◆ GIVEN PASSAGE:
===

Tran Le was an engineering student at Stanford University when she tried to enroll in a clinical trial for her chronic condition. Although she identified several promising trials, she found the sign-up process daunting — she had to have extensive email exchanges with clinical sites and complete lengthy 20-page forms.
All that paperwork was so cumbersome, Le saw an opportunity to use generative AI to reduce the time it takes to get started with a trial from weeks to minutes. Last year, she teamed up with Sohit Gatiganti, a fellow engineer at Stanford Medicine, to co-found Grove AI.
Although many patients are referred to clinical trials by their physicians, some people look for suitable trials independently by searching on websites like clinicaltrials.gov. These registries can help patients discover relevant clinical studies, but getting in touch with a trial’s administrators can be challenging and time-consuming. As with many things in healthcare, understaffing, bureaucracy, and outdated systems get in the way.
Le and Gatiganti (pictured above) claim that Grove AI’s agent, Grace, can solve the enrollment bottleneck by calling patients as soon as they express interest in a trial.
Grace uses a voice-based AI agent to ask pre-screening questions to determine if a patient qualifies for a trial. If they do, it can schedule a first visit to the clinical site, where trial managers can make the final determination.
Since its founding eight months ago, Grove AI says it has interacted with over 70,000 patients, scheduled 7,000 in-person appointments and brought on two customers with multi-year contracts.
Grove AI may be solving a straightforward problem, but according to Le and Gatiganti, no other company is using generative AI to help expedite the enrollment of patients in trials. “A lot of the players in this space are reaching out to us, and they’re very interested in partnering with us,” Le said.
Investors also think that there may be value in reducing the bureaucratic hurdles associated with clinical trial enrollment.
On Wednesday, Grove AI said it had raised $4.9 million in seed funding led by venture firm A*, with participation from Afore Capital, LifeX Ventures, and Pear VC.
“The market that they’re going after is not the biggest market today, but I think there’s room for it to grow,” said Gautam Gupta, co-founder and general partner at A*. His firm estimates that the market is close to $10 billion, although it is not clear to TechCrunch if Grove AI’s product is addressing only a subset of that opportunity. However, Gupta added that he believes that advances in AI and computational biology will lead to an explosion of drug research and clinical trials. “Grove is going to be a big beneficiary,” he said.
Gupta admitted that the tech powering Grove AI is not very complex, but the fact that it is in demand by many organizations, many of which were historically slow to adopt new technologies, made him excited about the company.
In addition to finding Grove AI’s voice agent compelling, Gupta sees significant potential in the startup’s efforts to collect and organize patient data into a relationship management tool.
Most clinical sites currently keep track of patient interactions in spreadsheets, but Grove is using its AI to build a product that could eventually be used for managing patient records.
“I don’t know how to quantify that opportunity now, but I do know that it creates a pretty significant moat and, over time, will create incremental monetization opportunities,” he said.

===

◆ ENTRIES PROVIDED:
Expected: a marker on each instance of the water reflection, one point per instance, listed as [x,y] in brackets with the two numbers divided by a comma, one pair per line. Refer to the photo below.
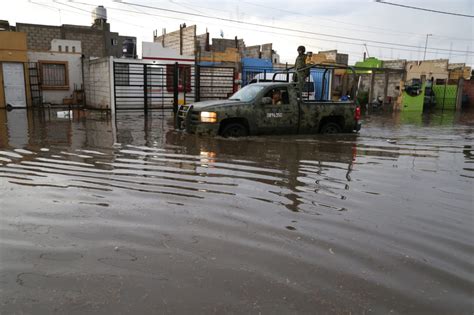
[375,222]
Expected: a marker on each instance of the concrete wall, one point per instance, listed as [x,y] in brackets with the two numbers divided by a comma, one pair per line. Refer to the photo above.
[212,80]
[13,48]
[252,52]
[155,51]
[230,55]
[185,39]
[468,89]
[267,51]
[95,42]
[74,66]
[429,68]
[72,46]
[39,37]
[398,64]
[97,83]
[222,44]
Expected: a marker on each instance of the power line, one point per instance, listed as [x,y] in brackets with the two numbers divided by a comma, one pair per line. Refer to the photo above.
[424,9]
[279,28]
[314,38]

===

◆ CHECK YOUR UNDERSTANDING:
**A)** List every firm that the article about Grove AI names as leading or taking part in its seed funding round.
**B)** From the article about Grove AI, duplicate the text from "Grove AI may" up to and including "and Pear VC.".

◆ SOLUTIONS BELOW:
**A)**
A*
Afore Capital
LifeX Ventures
Pear VC

**B)**
Grove AI may be solving a straightforward problem, but according to Le and Gatiganti, no other company is using generative AI to help expedite the enrollment of patients in trials. “A lot of the players in this space are reaching out to us, and they’re very interested in partnering with us,” Le said.
Investors also think that there may be value in reducing the bureaucratic hurdles associated with clinical trial enrollment.
On Wednesday, Grove AI said it had raised $4.9 million in seed funding led by venture firm A*, with participation from Afore Capital, LifeX Ventures, and Pear VC.